▸ Goal of the exercise
Without leaving anything out, print every line of the data.

▸ Information provided
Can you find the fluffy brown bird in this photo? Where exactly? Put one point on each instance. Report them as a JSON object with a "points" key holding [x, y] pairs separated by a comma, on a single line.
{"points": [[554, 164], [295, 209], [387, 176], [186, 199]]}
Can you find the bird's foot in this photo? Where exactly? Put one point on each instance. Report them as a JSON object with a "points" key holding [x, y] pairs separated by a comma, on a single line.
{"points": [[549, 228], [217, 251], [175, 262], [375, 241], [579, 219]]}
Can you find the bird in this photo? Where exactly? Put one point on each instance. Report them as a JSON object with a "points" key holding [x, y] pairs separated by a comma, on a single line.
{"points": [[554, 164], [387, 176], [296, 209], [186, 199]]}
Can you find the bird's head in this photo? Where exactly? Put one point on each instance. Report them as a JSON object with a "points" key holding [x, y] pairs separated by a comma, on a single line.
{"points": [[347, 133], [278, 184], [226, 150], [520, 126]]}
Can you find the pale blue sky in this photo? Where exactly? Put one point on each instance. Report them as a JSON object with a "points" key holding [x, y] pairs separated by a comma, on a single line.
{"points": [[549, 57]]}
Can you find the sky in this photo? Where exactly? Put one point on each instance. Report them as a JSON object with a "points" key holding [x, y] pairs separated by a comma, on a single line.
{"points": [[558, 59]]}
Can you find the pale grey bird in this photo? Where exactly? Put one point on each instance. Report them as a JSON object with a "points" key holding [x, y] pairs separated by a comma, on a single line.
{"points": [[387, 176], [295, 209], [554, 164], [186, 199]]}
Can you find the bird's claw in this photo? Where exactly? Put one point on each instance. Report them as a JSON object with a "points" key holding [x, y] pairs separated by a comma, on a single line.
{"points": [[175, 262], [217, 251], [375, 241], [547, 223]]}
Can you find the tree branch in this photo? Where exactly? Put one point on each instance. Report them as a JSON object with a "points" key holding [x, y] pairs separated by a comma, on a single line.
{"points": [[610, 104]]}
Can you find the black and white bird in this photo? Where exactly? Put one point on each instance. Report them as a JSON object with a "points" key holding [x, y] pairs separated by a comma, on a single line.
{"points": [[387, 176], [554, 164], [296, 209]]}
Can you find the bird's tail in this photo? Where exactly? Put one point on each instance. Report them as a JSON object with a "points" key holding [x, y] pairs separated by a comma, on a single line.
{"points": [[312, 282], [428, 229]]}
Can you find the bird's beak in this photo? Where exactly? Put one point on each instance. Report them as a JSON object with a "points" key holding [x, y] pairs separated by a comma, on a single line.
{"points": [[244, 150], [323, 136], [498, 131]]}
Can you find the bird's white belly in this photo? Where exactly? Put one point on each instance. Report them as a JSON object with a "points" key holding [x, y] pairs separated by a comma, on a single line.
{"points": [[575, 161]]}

▸ Expected answer
Can you find the fluffy brown bird in this photo? Where exactly? Put one point on each instance. Report them as a JSON object with a "points" key holding [x, y] pairs separated by a comma, on a single line.
{"points": [[554, 164], [295, 209], [387, 176], [186, 199]]}
Can you find the bird's foot in this photo? Where exactly? Put one point on each instance. Report them as a JSON object with a "points" key holding [x, y] pairs separated by a comma, on a single line.
{"points": [[549, 228], [217, 251], [175, 262], [375, 241], [579, 219]]}
Can you find the bird in this photo? Where exactly? Put one point on each instance. Report them as a JSON object with a "points" key holding [x, y] pairs separated by a comma, on a single line.
{"points": [[554, 164], [387, 176], [296, 209], [186, 199]]}
Can you find the bird's head in this photo? Where exactly? Put one point on each instance. Report them as a JSON object with a "points" key holding [x, y] pairs separated by a comma, on a single line.
{"points": [[347, 133], [278, 184], [226, 150], [520, 126]]}
Can you find the pale blue sky in this photo? Where exactly? Put one point on each instance. Report them as a JSON object with a "points" key holding [x, y] pairs separated by a comma, on a single line.
{"points": [[549, 57]]}
Can you find the sky in this photo? Where exactly? Put one point on each instance. Report them as a JSON object with a "points" key holding [x, y] pairs separated by a comma, on a single line.
{"points": [[558, 59]]}
Can you find the pale grey bird in this photo? Where exactly? Put one point on each instance. Report them as a JSON object with a "points" key holding [x, y] pairs separated by a comma, on a single line.
{"points": [[387, 176], [295, 209], [554, 164], [186, 199]]}
Can you find the bird's claw in this photo? Where exactly? Put one point on each instance. Report them as a JSON object with a "points" key holding [x, y] pairs separated by a comma, on a single line.
{"points": [[175, 262], [217, 251], [375, 241], [547, 223]]}
Can you find the tree branch in this photo? Where exactly? Put one point on each instance. Report them as a JSON object with a "points" key holding [x, y] pairs separated by a comma, on a single line.
{"points": [[610, 104]]}
Can you find the black and white bird in this photo? Where exactly? Put one point on each instance. Report them as a JSON object with a "points" key holding [x, y] pairs separated by a comma, on a single line.
{"points": [[387, 176], [554, 164], [296, 209]]}
Can you find the bird's tail in this photo? Where exactly? Put one point on each instance. Report them as a JSON object with a "points" key holding [x, y] pairs separated by a comma, on a single line.
{"points": [[312, 282], [428, 229]]}
Can you find the bird's beak in this photo? Where exactly? Put one point on each instance. Report them as a JSON object with a "points" key holding [x, y] pairs separated by a comma, on a single line.
{"points": [[244, 150], [323, 136], [498, 131]]}
Can you find the bird's white belly in this photo? Where exactly? Put one point on each instance. Report them as a JSON object with a "points" key holding [x, y] pairs separated by a comma, on a single line.
{"points": [[575, 161]]}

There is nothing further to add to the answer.